#### Aufgaben:
1) Entnimm der Kolumne über Chuck Berry und den Wahlkampf wörtlich den Abschnitt zwischen „Auf den Tag“ und „Beethoven› zeugt davon.“, beide eingeschlossen.
2) Prüfe anhand der Kolumne über Chuck Berry und den Wahlkampf, ob die folgenden Aussagen zutreffen: (a) Chuck Berry wurde auf den Tag vor 93 Jahren geboren. (b) Chuck Berry stammte aus Chicago. (c) Das SRG-Wahlbarometer wird als verlässlich beschrieben. Beantworte jede Aussage mit Ja oder Nein und zitiere wörtlich die entscheidende Textstelle.
3) Führe die Kolumne über Chuck Berry und den Wahlkampf nach ihrem letzten Satz weiter.

#### Textauszug:

┄┄┄┄┄┄

Auf den Tag vor 93 Jahren erblickte Charles «Chuck» Edward Anderson Berry das Licht der Welt. Und mit ihm dieser unbeschreibliche Beat. Dieses freche, leichte, perfekt gesetzte Spiel. Neue, fast eigenhändig gezeichnete Musik eines Rock’n’Roll-Architekten. Lennons oder Dylans späteres Schaffen wäre ohne den Mann aus St. Louis undenkbar, zumal dessen sprachverliebte Lyrik den Songs reichlich Tiefe und zeitlose Aktualität verlieh. Die Charts von heute kennen sowas nicht mehr: Berry scheute sich nicht, der Elite gerne mal charmant-demonstrativ eins auszuwischen und fast schon im Vorbeigehen den radikalen Wandel in der (Kunst-) Welt einzuläuten. ‹Roll over Beethoven› zeugt davon.
Was genau derzeit über Helvetien rollt, darüber orakeln wahlkampfübermüdete PolitikerInnen, gern auch selbsternannte Experten und nicht zuletzt das SRG-Wahlbarometer; verlässlich ist irgendwie anders. Und die braven Bürgerinnen und Bürger müssen sich den Stoff reinziehen, der sich immerdar aufdrängt, grad so wie ein ungehobelter Gast an einer schlechten Party. Wie das Farbenspiel im Resultat aussieht, sehen wir am Wahlsonntag. Danach wird es – mal eben diese Resultate bewusst zur Seite gestellt – hoffentlich ruhiger. Ich freue mich, auf dem Weg zu täglich Brot den vielen weissen Zähnen nicht mehr begegnen zu müssen. Auf dem freien Felde die Kuh zu bestaunen, und nicht die Föhnfrisur neben der Kuh. Und keine unnützen Statusmeldungen von Stimmenfangenden mehr krampfhaft ignorieren zu müssen. Was die alles tun! Bald kehrt hoffentlich Ruhe ein im kleinen Land, da die motivierten Gewählten endlich damit beginnen, beflissen zu arbeiten. Etwas zu ändern. Hoffentlich. Möglicherweise.

┄┄┄┄┄┄

[Einträge mit Regionsannotationen]
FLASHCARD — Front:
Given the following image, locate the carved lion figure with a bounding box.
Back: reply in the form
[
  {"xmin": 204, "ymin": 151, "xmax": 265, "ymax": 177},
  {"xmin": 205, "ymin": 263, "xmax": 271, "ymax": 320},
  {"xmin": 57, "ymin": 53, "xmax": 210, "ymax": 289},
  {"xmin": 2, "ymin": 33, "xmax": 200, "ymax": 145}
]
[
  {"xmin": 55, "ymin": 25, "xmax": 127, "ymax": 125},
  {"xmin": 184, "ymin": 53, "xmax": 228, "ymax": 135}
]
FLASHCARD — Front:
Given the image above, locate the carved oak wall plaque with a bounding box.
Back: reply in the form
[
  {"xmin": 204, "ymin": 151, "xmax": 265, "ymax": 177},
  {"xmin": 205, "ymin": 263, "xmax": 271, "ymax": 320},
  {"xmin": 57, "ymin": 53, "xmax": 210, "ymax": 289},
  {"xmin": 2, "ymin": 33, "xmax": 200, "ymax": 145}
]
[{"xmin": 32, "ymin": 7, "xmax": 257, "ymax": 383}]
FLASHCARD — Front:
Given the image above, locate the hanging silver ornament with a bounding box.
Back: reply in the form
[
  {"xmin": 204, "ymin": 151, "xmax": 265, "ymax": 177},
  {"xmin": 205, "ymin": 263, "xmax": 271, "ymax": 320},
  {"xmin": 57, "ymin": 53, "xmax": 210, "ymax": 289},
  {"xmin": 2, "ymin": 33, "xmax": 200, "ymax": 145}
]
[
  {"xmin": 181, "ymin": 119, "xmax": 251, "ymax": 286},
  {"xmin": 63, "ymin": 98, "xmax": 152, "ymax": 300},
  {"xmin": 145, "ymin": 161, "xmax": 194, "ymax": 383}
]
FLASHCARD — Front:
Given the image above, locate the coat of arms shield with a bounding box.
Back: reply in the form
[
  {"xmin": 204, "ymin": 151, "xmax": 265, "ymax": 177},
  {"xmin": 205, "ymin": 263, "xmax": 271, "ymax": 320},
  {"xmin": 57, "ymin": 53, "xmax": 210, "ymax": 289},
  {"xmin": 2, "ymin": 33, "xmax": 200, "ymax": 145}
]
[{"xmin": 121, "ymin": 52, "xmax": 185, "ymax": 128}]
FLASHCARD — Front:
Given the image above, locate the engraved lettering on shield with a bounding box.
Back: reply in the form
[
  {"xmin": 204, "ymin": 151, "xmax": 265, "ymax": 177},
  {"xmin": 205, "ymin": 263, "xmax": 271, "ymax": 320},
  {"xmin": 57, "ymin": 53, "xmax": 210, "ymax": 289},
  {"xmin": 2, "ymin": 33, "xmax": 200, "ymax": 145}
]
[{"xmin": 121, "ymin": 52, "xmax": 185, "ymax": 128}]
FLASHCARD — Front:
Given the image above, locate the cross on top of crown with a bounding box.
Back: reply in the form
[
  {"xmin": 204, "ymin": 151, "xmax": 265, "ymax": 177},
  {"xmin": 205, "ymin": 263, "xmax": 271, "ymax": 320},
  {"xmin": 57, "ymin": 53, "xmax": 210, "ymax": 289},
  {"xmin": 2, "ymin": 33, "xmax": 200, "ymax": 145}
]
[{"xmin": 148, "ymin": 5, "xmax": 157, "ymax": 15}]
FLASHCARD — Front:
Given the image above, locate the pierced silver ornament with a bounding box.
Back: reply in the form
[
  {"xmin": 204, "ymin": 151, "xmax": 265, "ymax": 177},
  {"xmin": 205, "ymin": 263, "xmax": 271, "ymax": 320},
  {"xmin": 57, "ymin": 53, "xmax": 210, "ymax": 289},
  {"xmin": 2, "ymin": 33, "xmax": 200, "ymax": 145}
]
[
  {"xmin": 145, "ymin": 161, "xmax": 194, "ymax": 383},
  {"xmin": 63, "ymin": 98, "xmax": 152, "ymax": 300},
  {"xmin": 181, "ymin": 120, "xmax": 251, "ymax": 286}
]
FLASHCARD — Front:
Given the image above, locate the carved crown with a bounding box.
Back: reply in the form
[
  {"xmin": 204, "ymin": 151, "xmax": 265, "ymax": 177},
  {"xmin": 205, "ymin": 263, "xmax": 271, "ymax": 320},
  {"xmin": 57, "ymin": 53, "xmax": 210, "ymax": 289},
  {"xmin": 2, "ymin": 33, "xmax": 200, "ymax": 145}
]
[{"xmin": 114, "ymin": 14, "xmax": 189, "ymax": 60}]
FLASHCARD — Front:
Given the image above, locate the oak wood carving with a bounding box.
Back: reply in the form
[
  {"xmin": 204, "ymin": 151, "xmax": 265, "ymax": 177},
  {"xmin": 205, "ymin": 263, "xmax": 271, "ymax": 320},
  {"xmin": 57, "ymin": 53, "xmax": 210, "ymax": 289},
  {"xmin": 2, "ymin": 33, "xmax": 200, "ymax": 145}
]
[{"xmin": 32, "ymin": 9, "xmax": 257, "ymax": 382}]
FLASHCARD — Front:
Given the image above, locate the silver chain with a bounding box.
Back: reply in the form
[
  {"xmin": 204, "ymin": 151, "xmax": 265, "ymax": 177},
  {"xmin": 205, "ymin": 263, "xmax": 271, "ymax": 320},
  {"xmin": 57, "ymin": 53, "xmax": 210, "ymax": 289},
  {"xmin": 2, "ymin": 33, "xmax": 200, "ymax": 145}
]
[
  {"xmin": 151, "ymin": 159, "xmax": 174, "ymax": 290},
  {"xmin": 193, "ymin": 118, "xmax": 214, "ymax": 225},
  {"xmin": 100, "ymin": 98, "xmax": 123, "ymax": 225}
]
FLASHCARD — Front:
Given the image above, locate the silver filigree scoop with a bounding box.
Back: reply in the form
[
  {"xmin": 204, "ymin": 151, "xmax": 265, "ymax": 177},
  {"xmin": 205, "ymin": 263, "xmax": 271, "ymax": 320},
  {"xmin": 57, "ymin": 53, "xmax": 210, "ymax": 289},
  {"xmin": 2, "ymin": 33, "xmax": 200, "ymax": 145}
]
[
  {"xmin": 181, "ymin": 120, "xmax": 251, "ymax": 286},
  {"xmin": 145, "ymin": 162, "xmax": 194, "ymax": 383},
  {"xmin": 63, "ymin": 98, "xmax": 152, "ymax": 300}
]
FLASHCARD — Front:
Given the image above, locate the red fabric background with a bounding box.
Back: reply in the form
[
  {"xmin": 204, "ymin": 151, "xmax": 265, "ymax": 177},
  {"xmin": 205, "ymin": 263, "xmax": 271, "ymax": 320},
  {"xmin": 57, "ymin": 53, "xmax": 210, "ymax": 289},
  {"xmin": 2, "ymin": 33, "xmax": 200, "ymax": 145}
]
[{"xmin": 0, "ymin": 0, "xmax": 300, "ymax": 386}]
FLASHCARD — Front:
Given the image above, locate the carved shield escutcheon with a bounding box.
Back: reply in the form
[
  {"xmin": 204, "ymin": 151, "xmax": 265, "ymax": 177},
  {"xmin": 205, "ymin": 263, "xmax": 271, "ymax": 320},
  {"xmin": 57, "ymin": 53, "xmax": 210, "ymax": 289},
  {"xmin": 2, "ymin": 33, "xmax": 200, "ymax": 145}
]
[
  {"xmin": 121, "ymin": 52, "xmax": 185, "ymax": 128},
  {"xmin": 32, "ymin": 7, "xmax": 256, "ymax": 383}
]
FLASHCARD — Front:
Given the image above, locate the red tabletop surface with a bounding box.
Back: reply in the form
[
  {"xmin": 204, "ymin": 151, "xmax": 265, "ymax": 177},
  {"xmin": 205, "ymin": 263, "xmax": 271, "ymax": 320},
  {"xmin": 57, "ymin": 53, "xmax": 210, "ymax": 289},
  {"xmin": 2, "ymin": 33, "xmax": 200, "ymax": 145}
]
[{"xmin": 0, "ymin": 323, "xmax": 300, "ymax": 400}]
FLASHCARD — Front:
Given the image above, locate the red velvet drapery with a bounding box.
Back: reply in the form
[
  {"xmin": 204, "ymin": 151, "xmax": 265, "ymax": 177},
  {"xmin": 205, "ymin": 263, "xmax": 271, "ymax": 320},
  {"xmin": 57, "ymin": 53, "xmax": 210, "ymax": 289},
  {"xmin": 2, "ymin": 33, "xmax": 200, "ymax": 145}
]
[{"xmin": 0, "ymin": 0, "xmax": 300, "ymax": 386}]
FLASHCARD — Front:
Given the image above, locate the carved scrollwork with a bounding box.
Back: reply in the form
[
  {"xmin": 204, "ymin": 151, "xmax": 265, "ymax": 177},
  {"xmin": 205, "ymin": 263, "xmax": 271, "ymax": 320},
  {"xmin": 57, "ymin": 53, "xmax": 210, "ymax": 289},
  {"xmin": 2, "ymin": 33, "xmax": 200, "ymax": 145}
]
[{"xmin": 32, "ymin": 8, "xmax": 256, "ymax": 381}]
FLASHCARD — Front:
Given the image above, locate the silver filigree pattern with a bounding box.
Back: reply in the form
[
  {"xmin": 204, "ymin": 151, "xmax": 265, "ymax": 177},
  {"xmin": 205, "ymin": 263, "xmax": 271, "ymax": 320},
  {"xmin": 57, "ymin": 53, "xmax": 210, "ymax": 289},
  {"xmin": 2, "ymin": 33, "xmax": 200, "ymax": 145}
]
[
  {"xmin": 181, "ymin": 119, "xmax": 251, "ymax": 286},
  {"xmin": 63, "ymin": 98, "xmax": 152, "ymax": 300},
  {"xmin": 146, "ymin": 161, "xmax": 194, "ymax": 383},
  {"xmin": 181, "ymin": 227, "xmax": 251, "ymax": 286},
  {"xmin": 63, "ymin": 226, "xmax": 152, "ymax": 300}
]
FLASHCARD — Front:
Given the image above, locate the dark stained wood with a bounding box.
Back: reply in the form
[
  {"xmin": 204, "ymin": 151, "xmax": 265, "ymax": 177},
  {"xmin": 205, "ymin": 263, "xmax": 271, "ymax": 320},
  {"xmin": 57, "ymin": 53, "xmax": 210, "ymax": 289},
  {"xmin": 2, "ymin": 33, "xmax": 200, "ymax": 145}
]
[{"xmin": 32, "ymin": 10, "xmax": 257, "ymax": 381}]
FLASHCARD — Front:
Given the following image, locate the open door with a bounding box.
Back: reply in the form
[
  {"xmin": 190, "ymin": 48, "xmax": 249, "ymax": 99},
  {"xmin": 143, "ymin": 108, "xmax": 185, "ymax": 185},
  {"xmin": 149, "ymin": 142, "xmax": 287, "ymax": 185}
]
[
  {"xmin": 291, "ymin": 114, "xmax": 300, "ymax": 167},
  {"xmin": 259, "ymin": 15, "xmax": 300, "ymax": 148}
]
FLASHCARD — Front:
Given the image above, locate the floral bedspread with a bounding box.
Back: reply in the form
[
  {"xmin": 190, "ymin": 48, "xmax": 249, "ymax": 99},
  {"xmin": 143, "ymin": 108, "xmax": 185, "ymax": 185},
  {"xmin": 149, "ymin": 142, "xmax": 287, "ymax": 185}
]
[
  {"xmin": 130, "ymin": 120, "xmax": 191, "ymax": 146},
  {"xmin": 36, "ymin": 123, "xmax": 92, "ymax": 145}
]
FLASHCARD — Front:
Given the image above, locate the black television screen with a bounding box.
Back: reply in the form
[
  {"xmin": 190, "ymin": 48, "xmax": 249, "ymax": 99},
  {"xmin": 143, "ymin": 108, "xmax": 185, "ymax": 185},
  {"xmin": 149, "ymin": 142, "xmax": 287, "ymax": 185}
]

┄┄┄┄┄┄

#### Lösungen:
1)
Auf den Tag vor 93 Jahren erblickte Charles «Chuck» Edward Anderson Berry das Licht der Welt. Und mit ihm dieser unbeschreibliche Beat. Dieses freche, leichte, perfekt gesetzte Spiel. Neue, fast eigenhändig gezeichnete Musik eines Rock’n’Roll-Architekten. Lennons oder Dylans späteres Schaffen wäre ohne den Mann aus St. Louis undenkbar, zumal dessen sprachverliebte Lyrik den Songs reichlich Tiefe und zeitlose Aktualität verlieh. Die Charts von heute kennen sowas nicht mehr: Berry scheute sich nicht, der Elite gerne mal charmant-demonstrativ eins auszuwischen und fast schon im Vorbeigehen den radikalen Wandel in der (Kunst-) Welt einzuläuten. ‹Roll over Beethoven› zeugt davon.

2)
(a) Ja: „Auf den Tag vor 93 Jahren erblickte Charles «Chuck» Edward Anderson Berry das Licht der Welt.“
(b) Nein: „ohne den Mann aus St. Louis“
(c) Nein: „verlässlich ist irgendwie anders“

3)
Ich habe mich kürzlich gefragt, was ich von diesem Wahljahr eigentlich mitnehme. Es kam mir auf Anhieb nichts in den Sinn. So ging ich auf Reisen, entlang dem grossen Wasser. Gedankenverloren neben der ausgebüxten Helvetia stehend – erinnere ich richtig, habe ich sie tatsächlich sanft streichelnd getröstet? – auf den glitzernden Rhein äugend und den würzigen Dürumsaft an meinen Fingern riechend, kam mir etwas in den Sinn: Menschen. Einige wenige Menschen, die mich tatsächlich überrascht haben. Meist mit Haltungen und Taten, die ich ihnen weder zugetraut noch zugemutet hätte. Jenseits aller Parteigrenzen. Ja, vor allem jenseits meines politischen Spektrums. Hoffentlich beginnen auch sie bald wieder, tatkräftig zu wirken. So, genug der Gefühlsduselei.
Das berühmte Intro zu ‹Johnny B. Goode› bedarf übrigens 34-Achtelsnoten, vier Takten und etwas versiert synkopischen Zwicks – et voilà, das Ding rockt. Nur: Kriegen Sie das Intro mal so hin, müssen Sie die 2 Minuten und 39 Sekunden Minimalspielzeit danach ebenfalls stemmen. Die Spannung, den Groove behalten. Kein leichtes Spiel! Wie das unseren frisch Gewählten ab Montagmorgen gelingen mag? Drei Dinge dürfen Sie sich von Altmeister Chuck Berry schon mal abkupfern: Er begründete ein Selbstbewusstsein einer jungen Community, welche sich den gängigen Vorstellungen der Erwachsenenkultur nicht einfach unterordnete. In seinen Ansagen war er stets eines: klar. Und schliesslich: Das «Hinwegrollen» meint doch eigentlich tiefgreifende Veränderungen, anders formuliert: sozialen Wandel. Na dann: Roll Over Helvetia!
PS: Quitten am Baum / Manch einem ein Traum / Ich habe Spass / Wenn sie gären im Fass. (Herbstgedicht I, prädestilliert. In: Stalder Ch. (2019): Begründet unveröffentlichte Werke. Chur: noch ohne Verlag).
(Bild: «Die Freiheit» (Helvetia), Gemälde von Arnold Böcklin um 1891/Andreas Fässler/Wikipedia)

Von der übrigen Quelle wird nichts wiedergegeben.